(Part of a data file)
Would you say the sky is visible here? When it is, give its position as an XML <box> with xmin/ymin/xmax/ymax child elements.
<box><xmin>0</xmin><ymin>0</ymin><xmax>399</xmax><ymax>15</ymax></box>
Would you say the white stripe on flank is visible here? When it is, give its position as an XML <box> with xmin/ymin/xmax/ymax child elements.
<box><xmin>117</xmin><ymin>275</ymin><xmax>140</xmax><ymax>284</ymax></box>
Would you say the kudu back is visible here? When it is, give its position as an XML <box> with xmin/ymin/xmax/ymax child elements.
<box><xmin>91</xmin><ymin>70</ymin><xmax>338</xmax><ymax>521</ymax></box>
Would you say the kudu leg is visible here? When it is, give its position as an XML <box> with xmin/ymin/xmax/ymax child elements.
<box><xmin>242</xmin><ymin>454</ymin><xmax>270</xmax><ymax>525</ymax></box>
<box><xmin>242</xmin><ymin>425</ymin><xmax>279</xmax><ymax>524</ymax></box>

**GOAL OF THE EXERCISE:** Which lines of the rows above contain the string "give"? Pull out each of them, treating uppercase and lowercase letters as different.

**WRITTEN ANSWER:**
Would you say the sky is visible here? When it is, give its position as an XML <box> with xmin/ymin/xmax/ymax child elements.
Would you say the white stripe on flank is visible here? When it is, give its position as an XML <box> with xmin/ymin/xmax/ymax child elements.
Would you say the kudu back is visible here? When it is, give its position as an XML <box> with xmin/ymin/xmax/ymax child elements.
Would you say the kudu leg is visible here? When it is, give its position as an XML <box> with xmin/ymin/xmax/ymax child elements.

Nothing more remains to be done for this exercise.